Czy możesz zaktualizować wykaz od wiersza z „If you could mark the city building” aż po wiersz z „(1242, 576)”, oba włącznie? Podaj te wiersze ponownie, zastępując „building” przez „structure” i nie zmieniając niczego innego.

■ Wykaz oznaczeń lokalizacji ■

====

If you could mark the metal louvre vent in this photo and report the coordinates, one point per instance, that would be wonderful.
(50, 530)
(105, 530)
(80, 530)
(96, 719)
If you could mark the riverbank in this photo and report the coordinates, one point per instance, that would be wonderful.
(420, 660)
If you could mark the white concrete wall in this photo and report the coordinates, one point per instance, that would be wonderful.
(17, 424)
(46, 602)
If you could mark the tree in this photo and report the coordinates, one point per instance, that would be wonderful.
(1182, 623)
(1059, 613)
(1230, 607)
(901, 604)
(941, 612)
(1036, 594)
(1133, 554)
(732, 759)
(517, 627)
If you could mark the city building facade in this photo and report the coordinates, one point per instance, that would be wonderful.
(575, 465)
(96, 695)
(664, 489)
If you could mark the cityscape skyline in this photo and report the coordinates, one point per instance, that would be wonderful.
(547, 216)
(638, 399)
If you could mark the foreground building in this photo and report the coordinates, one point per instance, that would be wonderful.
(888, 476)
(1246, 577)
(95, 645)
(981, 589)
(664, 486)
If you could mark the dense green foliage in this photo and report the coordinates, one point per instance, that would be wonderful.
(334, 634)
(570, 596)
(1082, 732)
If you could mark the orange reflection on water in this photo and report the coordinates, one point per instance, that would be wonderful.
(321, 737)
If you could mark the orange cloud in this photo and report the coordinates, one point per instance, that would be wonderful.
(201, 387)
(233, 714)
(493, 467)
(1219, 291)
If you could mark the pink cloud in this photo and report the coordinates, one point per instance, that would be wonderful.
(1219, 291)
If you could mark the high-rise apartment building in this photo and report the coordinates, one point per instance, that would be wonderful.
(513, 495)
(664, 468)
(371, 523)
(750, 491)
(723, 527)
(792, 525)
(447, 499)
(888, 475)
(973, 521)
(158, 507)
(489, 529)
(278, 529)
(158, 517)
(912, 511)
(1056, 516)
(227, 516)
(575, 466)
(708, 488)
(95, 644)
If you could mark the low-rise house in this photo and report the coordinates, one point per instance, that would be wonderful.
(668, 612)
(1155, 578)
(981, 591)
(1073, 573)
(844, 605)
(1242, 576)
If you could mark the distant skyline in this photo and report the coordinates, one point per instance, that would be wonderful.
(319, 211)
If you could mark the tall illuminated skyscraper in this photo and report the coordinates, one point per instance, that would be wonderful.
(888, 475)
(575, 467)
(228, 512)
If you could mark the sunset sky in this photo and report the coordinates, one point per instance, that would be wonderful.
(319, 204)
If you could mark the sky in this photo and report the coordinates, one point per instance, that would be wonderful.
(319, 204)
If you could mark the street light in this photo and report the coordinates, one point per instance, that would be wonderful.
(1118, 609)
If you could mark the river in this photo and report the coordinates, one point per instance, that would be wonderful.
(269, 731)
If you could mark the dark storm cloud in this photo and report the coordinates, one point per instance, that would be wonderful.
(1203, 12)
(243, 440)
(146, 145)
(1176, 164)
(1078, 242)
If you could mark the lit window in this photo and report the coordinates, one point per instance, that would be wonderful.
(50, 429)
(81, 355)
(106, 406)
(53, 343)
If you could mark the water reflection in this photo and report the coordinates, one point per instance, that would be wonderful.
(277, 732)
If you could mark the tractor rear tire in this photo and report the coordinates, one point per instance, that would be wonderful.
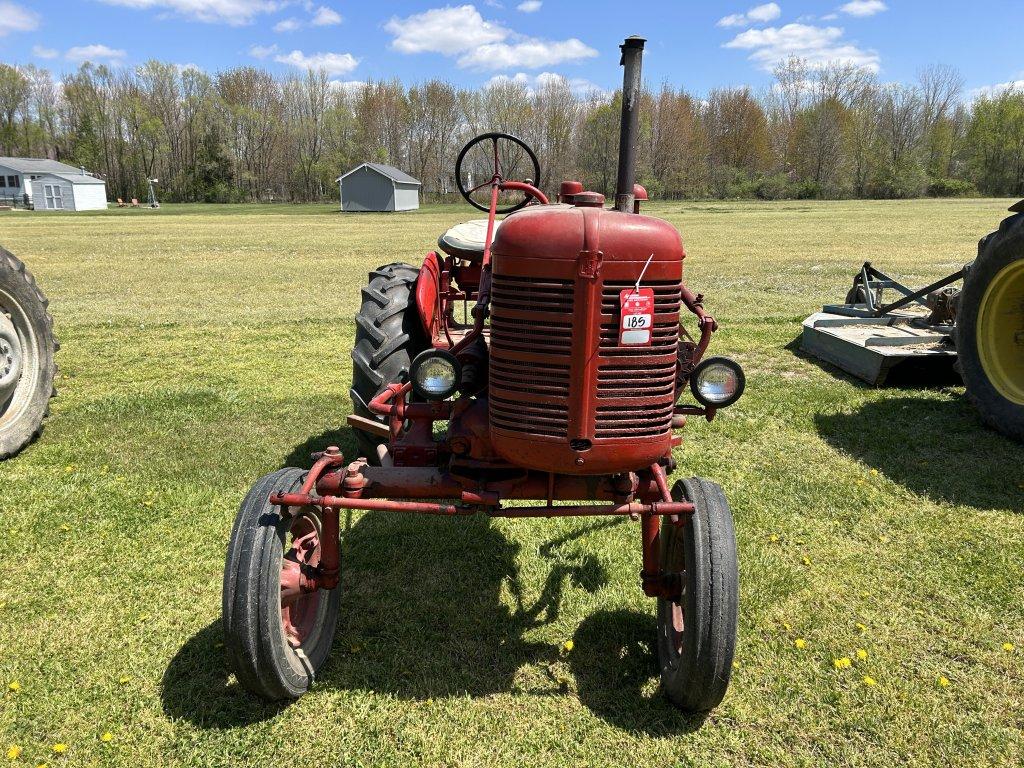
(990, 329)
(696, 634)
(256, 639)
(27, 349)
(388, 335)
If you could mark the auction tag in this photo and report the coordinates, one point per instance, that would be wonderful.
(637, 310)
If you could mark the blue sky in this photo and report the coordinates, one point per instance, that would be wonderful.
(698, 45)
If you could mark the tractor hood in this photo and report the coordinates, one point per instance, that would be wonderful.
(562, 231)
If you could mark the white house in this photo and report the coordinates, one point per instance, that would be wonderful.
(49, 185)
(374, 186)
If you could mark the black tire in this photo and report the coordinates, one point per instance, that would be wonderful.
(388, 335)
(257, 648)
(696, 663)
(995, 253)
(26, 380)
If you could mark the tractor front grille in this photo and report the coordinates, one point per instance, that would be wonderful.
(530, 346)
(531, 337)
(636, 385)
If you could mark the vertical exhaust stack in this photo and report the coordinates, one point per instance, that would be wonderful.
(632, 50)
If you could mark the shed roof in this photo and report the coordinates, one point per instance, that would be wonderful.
(385, 170)
(39, 165)
(76, 178)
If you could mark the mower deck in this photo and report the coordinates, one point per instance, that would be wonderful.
(871, 347)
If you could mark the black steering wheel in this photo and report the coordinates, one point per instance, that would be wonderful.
(496, 157)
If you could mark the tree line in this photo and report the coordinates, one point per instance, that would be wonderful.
(244, 134)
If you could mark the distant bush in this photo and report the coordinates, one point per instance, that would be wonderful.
(809, 189)
(776, 186)
(951, 187)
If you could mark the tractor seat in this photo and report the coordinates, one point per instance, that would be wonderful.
(465, 241)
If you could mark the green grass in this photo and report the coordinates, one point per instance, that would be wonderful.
(204, 346)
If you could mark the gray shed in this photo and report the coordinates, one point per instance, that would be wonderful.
(49, 185)
(373, 186)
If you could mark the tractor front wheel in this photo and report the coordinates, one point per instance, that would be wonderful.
(276, 637)
(27, 349)
(696, 633)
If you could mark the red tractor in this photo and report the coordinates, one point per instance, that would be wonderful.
(560, 385)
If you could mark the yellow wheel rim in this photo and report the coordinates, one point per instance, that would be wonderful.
(1000, 332)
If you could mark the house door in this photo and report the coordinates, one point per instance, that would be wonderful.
(54, 201)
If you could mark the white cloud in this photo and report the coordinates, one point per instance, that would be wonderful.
(348, 86)
(530, 53)
(333, 64)
(864, 7)
(990, 91)
(287, 25)
(262, 51)
(817, 45)
(479, 44)
(95, 53)
(326, 16)
(443, 31)
(15, 18)
(757, 14)
(534, 83)
(212, 11)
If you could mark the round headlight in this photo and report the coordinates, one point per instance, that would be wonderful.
(435, 374)
(718, 382)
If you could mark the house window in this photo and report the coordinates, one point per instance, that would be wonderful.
(54, 199)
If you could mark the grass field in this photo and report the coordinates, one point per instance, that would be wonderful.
(204, 346)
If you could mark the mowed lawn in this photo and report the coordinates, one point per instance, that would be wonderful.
(205, 346)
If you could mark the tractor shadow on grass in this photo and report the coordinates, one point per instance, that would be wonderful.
(614, 663)
(936, 449)
(197, 686)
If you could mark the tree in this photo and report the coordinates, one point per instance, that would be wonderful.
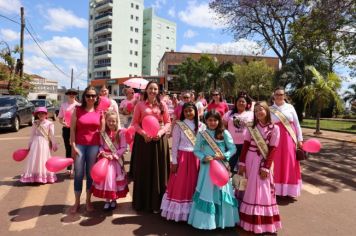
(267, 19)
(255, 78)
(350, 96)
(328, 29)
(320, 91)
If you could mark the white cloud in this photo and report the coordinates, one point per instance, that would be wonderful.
(172, 12)
(241, 47)
(200, 15)
(61, 19)
(10, 6)
(9, 35)
(190, 34)
(158, 4)
(66, 48)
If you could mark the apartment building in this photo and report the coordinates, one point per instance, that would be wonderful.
(159, 36)
(115, 38)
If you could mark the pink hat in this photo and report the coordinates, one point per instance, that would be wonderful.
(41, 109)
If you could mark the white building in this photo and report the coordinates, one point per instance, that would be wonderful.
(159, 36)
(115, 38)
(43, 88)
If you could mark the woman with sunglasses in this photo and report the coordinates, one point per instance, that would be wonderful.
(85, 129)
(104, 92)
(287, 175)
(127, 106)
(150, 155)
(66, 111)
(218, 104)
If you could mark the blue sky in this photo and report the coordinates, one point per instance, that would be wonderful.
(61, 26)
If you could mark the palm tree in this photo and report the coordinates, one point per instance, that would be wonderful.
(320, 91)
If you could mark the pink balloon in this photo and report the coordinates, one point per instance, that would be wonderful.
(20, 154)
(150, 125)
(218, 173)
(55, 164)
(104, 103)
(99, 170)
(68, 117)
(312, 145)
(129, 107)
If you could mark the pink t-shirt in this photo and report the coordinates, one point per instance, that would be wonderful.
(87, 127)
(144, 108)
(222, 107)
(238, 131)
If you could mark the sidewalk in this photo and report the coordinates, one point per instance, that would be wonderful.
(345, 137)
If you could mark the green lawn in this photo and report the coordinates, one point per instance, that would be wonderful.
(331, 125)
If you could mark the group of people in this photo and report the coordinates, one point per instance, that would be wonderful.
(252, 139)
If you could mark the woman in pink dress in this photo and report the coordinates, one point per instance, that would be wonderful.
(42, 134)
(259, 210)
(218, 104)
(177, 200)
(287, 174)
(114, 185)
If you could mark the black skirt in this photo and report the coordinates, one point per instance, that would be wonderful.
(150, 170)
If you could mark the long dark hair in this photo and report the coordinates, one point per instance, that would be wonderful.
(196, 118)
(220, 129)
(145, 96)
(84, 102)
(265, 106)
(247, 99)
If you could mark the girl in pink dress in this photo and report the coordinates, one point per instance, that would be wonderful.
(42, 134)
(114, 185)
(259, 211)
(177, 200)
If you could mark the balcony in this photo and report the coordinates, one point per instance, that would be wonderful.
(104, 28)
(104, 5)
(104, 16)
(102, 65)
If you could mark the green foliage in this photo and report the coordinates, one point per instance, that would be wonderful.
(255, 78)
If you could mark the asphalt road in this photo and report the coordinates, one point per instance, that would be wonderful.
(327, 205)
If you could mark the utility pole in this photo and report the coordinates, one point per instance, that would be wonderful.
(71, 79)
(22, 42)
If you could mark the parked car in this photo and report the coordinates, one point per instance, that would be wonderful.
(48, 104)
(15, 110)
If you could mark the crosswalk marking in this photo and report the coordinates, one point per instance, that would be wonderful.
(312, 189)
(34, 197)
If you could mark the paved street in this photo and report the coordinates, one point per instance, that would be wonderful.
(327, 205)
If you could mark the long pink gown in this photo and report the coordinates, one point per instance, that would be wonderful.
(35, 170)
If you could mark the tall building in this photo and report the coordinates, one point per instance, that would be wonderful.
(115, 38)
(159, 36)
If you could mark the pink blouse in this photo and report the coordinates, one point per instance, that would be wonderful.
(144, 108)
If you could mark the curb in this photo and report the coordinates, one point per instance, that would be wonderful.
(336, 139)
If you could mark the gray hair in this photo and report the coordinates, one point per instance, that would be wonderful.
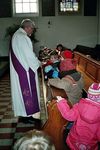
(27, 23)
(34, 140)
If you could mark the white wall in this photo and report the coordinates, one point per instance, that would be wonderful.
(67, 30)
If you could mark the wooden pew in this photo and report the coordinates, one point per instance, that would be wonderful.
(55, 123)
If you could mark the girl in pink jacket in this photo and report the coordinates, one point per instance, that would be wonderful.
(85, 132)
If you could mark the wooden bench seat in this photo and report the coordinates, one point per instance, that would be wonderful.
(55, 124)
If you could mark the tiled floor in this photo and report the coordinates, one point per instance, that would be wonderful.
(11, 128)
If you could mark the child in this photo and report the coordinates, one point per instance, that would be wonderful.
(69, 80)
(34, 140)
(67, 63)
(85, 132)
(51, 69)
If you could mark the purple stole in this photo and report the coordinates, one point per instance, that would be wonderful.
(29, 93)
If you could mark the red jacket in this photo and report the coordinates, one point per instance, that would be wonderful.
(85, 133)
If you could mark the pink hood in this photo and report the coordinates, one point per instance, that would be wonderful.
(89, 111)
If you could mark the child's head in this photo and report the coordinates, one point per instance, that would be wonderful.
(34, 140)
(67, 54)
(54, 58)
(59, 47)
(94, 92)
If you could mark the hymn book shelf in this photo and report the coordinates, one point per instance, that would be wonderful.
(88, 65)
(55, 124)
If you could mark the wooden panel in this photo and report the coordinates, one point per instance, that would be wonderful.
(91, 69)
(90, 66)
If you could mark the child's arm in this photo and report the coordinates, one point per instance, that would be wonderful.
(60, 83)
(68, 113)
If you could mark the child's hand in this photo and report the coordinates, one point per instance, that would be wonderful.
(59, 98)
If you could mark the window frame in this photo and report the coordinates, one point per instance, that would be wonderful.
(69, 12)
(30, 14)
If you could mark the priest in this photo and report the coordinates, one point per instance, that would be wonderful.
(23, 73)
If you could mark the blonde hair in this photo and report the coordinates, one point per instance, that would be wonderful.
(34, 140)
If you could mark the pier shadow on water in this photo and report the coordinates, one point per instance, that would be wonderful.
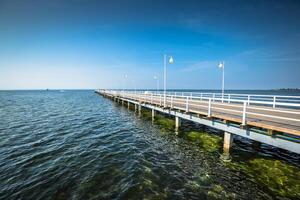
(264, 165)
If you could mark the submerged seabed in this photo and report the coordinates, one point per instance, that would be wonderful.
(79, 145)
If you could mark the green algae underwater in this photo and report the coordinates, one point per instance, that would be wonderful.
(281, 178)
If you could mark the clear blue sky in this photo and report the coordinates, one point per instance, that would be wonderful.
(92, 44)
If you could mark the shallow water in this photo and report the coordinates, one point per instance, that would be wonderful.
(79, 145)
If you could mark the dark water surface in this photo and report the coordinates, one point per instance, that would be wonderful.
(79, 145)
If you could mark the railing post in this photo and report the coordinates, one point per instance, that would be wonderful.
(209, 108)
(248, 100)
(160, 99)
(187, 104)
(151, 98)
(244, 113)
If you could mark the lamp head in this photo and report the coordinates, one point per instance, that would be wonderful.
(171, 60)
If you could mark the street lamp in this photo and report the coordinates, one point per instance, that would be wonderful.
(171, 61)
(222, 66)
(157, 83)
(125, 76)
(134, 86)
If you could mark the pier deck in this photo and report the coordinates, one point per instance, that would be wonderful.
(282, 119)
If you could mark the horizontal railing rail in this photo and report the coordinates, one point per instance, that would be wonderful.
(269, 100)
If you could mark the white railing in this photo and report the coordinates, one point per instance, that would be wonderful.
(282, 113)
(267, 100)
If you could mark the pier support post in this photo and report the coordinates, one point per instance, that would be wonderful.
(153, 114)
(177, 122)
(228, 139)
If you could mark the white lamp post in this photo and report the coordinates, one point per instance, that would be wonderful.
(134, 86)
(157, 83)
(125, 76)
(222, 66)
(171, 61)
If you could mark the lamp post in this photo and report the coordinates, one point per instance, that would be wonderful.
(222, 66)
(157, 83)
(125, 76)
(171, 61)
(134, 86)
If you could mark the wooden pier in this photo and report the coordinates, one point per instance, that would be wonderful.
(270, 122)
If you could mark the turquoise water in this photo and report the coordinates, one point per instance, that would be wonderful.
(79, 145)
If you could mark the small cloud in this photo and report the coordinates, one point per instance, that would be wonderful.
(199, 66)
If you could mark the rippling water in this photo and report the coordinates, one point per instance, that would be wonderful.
(79, 145)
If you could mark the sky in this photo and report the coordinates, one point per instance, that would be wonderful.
(77, 44)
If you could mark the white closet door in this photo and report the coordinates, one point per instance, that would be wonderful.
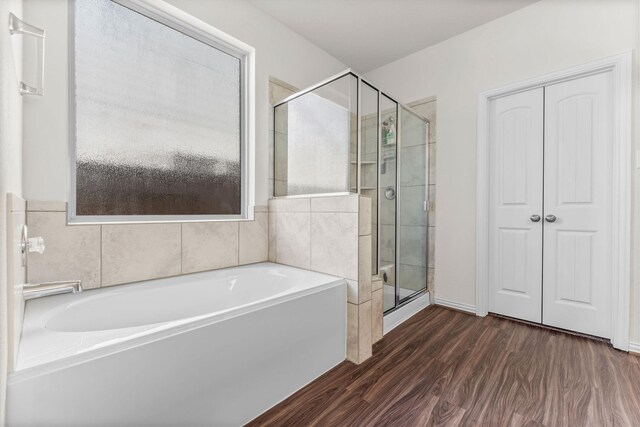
(577, 192)
(515, 234)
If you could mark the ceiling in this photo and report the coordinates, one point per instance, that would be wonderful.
(365, 34)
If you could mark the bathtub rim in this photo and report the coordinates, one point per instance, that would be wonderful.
(168, 329)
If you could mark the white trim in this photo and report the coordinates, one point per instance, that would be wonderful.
(620, 66)
(397, 317)
(467, 308)
(175, 18)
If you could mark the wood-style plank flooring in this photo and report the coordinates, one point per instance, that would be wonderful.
(448, 368)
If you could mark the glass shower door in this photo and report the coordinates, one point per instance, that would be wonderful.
(412, 205)
(387, 197)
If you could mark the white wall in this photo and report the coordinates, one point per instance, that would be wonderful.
(10, 161)
(547, 36)
(279, 52)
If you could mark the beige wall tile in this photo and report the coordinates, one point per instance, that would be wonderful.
(365, 216)
(15, 203)
(376, 316)
(376, 283)
(280, 188)
(136, 252)
(352, 333)
(335, 204)
(431, 279)
(34, 205)
(431, 247)
(364, 269)
(253, 240)
(432, 205)
(290, 205)
(272, 236)
(72, 252)
(17, 277)
(293, 245)
(334, 244)
(209, 245)
(433, 154)
(364, 331)
(352, 291)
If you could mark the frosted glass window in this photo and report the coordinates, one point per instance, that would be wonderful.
(156, 118)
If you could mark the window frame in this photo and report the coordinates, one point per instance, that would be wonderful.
(193, 27)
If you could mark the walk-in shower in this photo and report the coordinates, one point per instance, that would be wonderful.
(344, 135)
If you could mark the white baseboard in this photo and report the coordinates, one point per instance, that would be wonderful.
(395, 318)
(468, 308)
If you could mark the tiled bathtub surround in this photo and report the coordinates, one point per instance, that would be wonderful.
(104, 255)
(332, 235)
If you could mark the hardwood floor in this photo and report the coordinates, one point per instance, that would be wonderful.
(448, 368)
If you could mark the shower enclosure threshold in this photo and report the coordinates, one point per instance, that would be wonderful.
(404, 312)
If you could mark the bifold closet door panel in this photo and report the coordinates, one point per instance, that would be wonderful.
(577, 205)
(515, 226)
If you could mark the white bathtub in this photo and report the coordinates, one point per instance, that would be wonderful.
(215, 348)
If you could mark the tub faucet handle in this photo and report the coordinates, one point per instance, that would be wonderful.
(36, 244)
(31, 244)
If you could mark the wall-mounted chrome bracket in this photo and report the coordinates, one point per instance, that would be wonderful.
(19, 27)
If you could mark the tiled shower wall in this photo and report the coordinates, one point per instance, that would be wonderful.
(278, 90)
(333, 235)
(105, 255)
(427, 109)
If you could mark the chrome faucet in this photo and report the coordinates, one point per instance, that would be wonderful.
(46, 289)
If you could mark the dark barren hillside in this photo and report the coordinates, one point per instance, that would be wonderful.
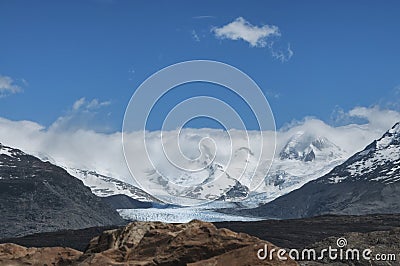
(36, 196)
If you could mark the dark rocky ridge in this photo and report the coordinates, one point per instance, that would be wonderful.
(293, 233)
(37, 196)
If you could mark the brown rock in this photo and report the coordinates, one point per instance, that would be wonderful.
(195, 243)
(152, 243)
(12, 254)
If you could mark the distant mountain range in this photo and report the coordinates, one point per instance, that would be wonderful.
(37, 196)
(303, 158)
(368, 182)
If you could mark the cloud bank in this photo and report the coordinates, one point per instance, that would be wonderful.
(102, 152)
(8, 86)
(241, 29)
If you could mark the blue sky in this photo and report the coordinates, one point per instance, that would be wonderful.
(78, 62)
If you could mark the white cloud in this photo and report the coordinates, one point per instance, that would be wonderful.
(195, 36)
(241, 29)
(82, 103)
(82, 116)
(8, 86)
(84, 148)
(203, 17)
(78, 104)
(281, 54)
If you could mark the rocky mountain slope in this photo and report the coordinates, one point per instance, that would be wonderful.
(153, 243)
(36, 196)
(368, 182)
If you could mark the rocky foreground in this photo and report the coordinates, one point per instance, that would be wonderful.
(152, 243)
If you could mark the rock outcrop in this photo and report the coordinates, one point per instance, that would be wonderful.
(155, 243)
(12, 254)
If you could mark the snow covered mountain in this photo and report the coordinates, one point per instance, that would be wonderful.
(303, 158)
(368, 182)
(37, 196)
(104, 186)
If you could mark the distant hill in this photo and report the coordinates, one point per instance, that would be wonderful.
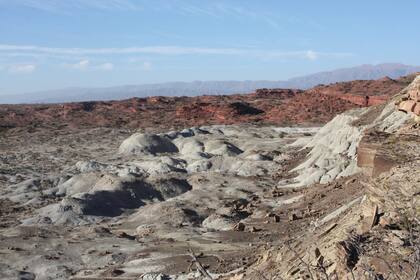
(363, 72)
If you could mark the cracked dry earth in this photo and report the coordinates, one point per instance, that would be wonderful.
(213, 202)
(76, 204)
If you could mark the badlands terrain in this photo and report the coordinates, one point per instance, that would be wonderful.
(277, 184)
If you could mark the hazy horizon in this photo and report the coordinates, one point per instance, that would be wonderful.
(47, 45)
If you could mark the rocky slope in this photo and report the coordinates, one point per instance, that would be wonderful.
(374, 234)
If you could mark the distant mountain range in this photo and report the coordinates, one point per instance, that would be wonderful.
(363, 72)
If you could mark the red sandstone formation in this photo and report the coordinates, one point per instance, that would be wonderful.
(411, 101)
(265, 106)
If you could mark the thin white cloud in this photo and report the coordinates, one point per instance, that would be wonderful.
(147, 65)
(64, 6)
(81, 65)
(106, 66)
(311, 55)
(22, 68)
(169, 50)
(85, 64)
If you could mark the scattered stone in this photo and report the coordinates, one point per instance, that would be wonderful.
(239, 227)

====

■ WYNIK KOŃCOWY ■
If you could mark the city structure facade in this photo and report the coordinates, one point per instance, that would be wonderful.
(575, 465)
(96, 695)
(664, 489)
If you could mark the cityscape skyline in this photo and report the coordinates, one point per instance, that would be wonderful.
(547, 216)
(638, 399)
If you could mark the foreground structure in this photo and report the coordinates, one point per instance, that would be wonderful.
(888, 476)
(1246, 577)
(95, 645)
(981, 589)
(664, 486)
If you could mark the dense green foliage in this photo and report the coordinates, one point per instance, that would be wonderful.
(334, 634)
(570, 596)
(1082, 732)
If you could mark the orange reflection on water in this photo and report the coordinates, one point per instance, that would be wonderful.
(321, 737)
If you could mark the orange cloud in this photo and report the coordinates, one point per instance, that would be wonderful.
(201, 387)
(233, 714)
(493, 467)
(1219, 291)
If you could mark the pink cloud in this photo and report the coordinates, one point per instance, that would be wonderful.
(1219, 291)
If you could mark the high-rise apartment structure in this photo and report the coordinates, one point per instance, that would be wonderful.
(513, 495)
(664, 468)
(371, 523)
(750, 491)
(723, 527)
(792, 525)
(447, 499)
(888, 475)
(973, 521)
(158, 507)
(489, 529)
(278, 529)
(158, 517)
(912, 511)
(1056, 516)
(227, 516)
(575, 466)
(708, 488)
(95, 644)
If you could mark the low-rise house in this photo and report the coordinates, one point per instance, that would be wonderful.
(668, 612)
(1155, 578)
(981, 591)
(1073, 573)
(844, 605)
(1242, 576)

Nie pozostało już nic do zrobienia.